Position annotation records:
======

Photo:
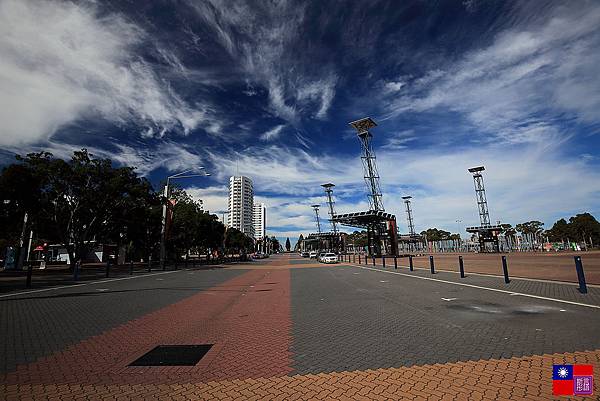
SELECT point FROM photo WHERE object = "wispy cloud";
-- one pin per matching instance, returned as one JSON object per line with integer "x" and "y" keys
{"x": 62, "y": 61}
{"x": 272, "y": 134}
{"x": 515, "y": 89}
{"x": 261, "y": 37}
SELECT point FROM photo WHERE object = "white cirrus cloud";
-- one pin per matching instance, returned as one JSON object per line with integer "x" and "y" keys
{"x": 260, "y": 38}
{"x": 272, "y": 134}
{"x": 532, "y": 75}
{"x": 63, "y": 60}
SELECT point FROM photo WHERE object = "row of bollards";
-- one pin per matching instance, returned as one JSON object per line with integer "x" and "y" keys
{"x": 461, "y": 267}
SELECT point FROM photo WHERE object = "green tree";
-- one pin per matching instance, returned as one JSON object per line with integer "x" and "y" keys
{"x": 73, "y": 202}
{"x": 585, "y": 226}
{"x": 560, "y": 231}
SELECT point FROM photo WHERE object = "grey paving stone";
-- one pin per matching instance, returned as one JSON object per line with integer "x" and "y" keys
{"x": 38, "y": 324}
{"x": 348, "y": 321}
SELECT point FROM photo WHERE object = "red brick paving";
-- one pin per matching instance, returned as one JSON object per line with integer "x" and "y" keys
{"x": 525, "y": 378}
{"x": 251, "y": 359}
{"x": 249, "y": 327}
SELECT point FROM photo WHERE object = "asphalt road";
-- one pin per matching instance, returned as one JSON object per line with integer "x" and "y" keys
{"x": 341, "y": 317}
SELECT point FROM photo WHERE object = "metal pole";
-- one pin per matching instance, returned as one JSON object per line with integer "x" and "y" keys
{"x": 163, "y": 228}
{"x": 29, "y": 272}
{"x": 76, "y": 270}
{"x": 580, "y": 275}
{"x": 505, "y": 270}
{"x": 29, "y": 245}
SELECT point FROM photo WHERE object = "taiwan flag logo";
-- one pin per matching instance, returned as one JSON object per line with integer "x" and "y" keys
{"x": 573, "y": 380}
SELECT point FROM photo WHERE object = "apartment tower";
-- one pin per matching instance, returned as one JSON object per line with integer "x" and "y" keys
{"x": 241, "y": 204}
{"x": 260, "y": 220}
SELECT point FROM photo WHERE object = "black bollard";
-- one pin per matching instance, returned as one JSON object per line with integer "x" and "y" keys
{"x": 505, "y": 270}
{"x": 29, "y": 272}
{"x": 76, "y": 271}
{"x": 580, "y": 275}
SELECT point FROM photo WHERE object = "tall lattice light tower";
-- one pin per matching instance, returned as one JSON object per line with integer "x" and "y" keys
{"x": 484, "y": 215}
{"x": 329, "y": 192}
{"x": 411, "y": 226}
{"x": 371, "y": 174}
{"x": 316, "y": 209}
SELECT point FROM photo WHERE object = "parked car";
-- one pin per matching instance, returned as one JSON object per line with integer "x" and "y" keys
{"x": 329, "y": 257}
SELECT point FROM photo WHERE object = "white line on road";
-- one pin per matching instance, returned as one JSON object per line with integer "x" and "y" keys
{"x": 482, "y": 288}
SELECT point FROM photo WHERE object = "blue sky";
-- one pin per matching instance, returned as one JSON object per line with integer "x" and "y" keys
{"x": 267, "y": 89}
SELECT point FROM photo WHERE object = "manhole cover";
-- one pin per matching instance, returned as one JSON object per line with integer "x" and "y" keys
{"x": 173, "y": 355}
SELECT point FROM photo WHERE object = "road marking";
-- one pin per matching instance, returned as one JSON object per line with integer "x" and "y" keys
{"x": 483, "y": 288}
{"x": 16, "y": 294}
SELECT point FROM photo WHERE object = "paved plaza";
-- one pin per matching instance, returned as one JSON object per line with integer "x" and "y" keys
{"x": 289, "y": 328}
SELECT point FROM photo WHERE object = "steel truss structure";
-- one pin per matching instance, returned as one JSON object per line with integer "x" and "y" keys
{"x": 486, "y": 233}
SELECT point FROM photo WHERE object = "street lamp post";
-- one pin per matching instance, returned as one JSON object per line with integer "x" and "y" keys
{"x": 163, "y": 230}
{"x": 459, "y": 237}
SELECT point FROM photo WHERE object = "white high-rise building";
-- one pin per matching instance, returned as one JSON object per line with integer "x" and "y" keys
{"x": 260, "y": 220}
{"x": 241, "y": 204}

======

Goal of the exercise:
Go through the records above and copy out every line that contains the string "paving". Only count matches with the same uppercase and lowercase letters.

Correct output:
SELECT point FROM photo WHERE object = "grey paving stone";
SELECT point FROM photo WHERE object = "red brick paving";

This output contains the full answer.